- Objective
Render the lines below as a JSON list of strings, one string for each line, and leave out any blank lines.

- Supplied data

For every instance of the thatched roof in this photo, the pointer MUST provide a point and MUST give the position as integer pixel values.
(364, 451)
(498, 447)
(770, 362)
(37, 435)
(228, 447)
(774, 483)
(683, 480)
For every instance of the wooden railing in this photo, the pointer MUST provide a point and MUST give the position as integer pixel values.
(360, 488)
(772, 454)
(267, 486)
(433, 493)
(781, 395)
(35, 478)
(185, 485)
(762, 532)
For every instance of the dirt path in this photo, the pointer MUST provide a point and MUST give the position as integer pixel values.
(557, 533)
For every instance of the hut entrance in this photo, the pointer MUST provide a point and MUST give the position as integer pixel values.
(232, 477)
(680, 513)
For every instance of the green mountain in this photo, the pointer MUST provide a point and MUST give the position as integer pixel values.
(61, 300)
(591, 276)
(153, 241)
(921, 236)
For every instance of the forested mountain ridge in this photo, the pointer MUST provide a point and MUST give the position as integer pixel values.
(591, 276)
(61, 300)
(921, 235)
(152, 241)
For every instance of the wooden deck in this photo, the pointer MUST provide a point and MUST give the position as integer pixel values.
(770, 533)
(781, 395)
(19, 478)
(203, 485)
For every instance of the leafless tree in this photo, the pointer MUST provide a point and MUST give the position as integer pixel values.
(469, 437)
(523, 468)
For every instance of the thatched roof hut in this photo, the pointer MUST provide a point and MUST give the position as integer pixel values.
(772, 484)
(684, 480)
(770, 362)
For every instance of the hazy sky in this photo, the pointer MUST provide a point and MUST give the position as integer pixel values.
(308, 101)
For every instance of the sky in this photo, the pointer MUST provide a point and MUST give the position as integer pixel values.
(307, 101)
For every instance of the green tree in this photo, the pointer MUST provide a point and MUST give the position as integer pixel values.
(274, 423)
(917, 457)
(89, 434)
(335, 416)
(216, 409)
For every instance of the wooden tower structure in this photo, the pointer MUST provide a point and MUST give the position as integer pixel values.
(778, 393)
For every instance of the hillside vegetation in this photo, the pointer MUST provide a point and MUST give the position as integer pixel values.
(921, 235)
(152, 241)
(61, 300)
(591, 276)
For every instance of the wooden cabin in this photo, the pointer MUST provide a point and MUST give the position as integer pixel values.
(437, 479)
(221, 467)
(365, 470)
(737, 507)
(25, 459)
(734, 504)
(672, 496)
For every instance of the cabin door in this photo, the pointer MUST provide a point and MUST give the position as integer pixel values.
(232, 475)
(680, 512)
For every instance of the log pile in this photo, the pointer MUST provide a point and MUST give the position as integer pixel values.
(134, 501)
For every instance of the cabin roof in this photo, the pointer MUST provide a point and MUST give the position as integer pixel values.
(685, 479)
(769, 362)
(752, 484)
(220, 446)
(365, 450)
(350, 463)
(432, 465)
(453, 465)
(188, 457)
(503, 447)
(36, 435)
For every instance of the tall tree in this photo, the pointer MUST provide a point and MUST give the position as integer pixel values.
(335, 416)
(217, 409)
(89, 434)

- Finished task
[
  "For every instance of the thatched roof in this photo, the pointer MUST provide a point and MUST give the position as integer pixel values.",
  "(364, 451)",
  "(498, 447)",
  "(770, 362)",
  "(37, 435)",
  "(228, 447)",
  "(774, 483)",
  "(683, 480)",
  "For every instance of the wooden railing in this photo, the pointer MUST provide a point and MUST give the position as integer pixel values.",
  "(360, 488)",
  "(772, 454)",
  "(267, 486)",
  "(433, 493)",
  "(781, 395)",
  "(35, 478)",
  "(185, 485)",
  "(762, 532)",
  "For every instance of the dirt path in this photo, the pointer MUST provide a point and MUST give the position as integer pixel values.",
  "(557, 533)",
  "For every instance of the hut entrance in this photo, the pointer MUST provide a point and MUST give the position as integer pixel values.",
  "(232, 477)",
  "(680, 513)",
  "For every instance of the green mountain in this photo, the pointer MUST provide a point and MUST give the position as integer pixel values.",
  "(61, 300)",
  "(591, 276)",
  "(153, 241)",
  "(921, 236)",
  "For every instance of the forested mountain ridge in this photo, the pointer MUST provide a point and MUST give the position as integer pixel values.",
  "(591, 276)",
  "(61, 300)",
  "(921, 235)",
  "(152, 241)",
  "For every instance of the wooden deck in this photo, the pointer MUST provide a point and MUST give the position as integer pixel values.",
  "(770, 533)",
  "(781, 395)",
  "(19, 478)",
  "(203, 485)",
  "For every instance of the leafless tree in this photo, the pointer MUST provide a point and MUST give the position as integer pixel values.",
  "(469, 437)",
  "(523, 468)",
  "For every instance of the thatched roof hut in this photo, the pointer MUST provide a point and MUST give the position as integer pixel values.",
  "(772, 484)",
  "(684, 480)",
  "(770, 362)",
  "For every instance of the hazy sky in this photo, the pointer MUST provide a point and MUST give the position as integer pixel values.",
  "(308, 101)",
  "For every instance of the sky in this photo, the pointer MUST provide a point and MUST give the position as integer pixel values.",
  "(307, 101)",
  "For every instance of the green tree in this photo, the pointer MUST provide a point and MUST give the position as integer pixel values.",
  "(274, 423)",
  "(917, 457)",
  "(89, 434)",
  "(335, 416)",
  "(216, 409)",
  "For every instance of the wooden tower structure in this photo, the pointer MUST provide a point and MUST give the position as integer pixel values.",
  "(778, 393)",
  "For every instance of the hillside vegetation in this photo, the pointer MUST provide a point and MUST give the position as integer pixel values.",
  "(921, 235)",
  "(152, 241)",
  "(61, 300)",
  "(591, 276)",
  "For every instance of the wooden cabin in this photo, the pointer MUST provide a point and MUST give the position as integer pixel values.",
  "(437, 479)",
  "(221, 467)",
  "(365, 470)",
  "(737, 507)",
  "(25, 459)",
  "(734, 504)",
  "(672, 496)",
  "For every instance of the cabin door in this photo, the pointer MUST provide a point and MUST give the position as integer pixel values.",
  "(232, 475)",
  "(680, 512)",
  "For every instance of the log pile in this photo, the pointer MUST provide a point and MUST give the position as integer pixel values.",
  "(134, 501)",
  "For every instance of the cabin roof in this photo, the pointer MUST provide a point and MUST give the position as integer pixel values.",
  "(685, 479)",
  "(769, 362)",
  "(752, 484)",
  "(220, 446)",
  "(365, 450)",
  "(350, 463)",
  "(432, 465)",
  "(453, 465)",
  "(188, 457)",
  "(503, 447)",
  "(36, 435)",
  "For every instance of the tall tree in this photo, the pointer MUST provide a point and MUST give the position as integer pixel values.",
  "(335, 416)",
  "(217, 409)",
  "(89, 434)"
]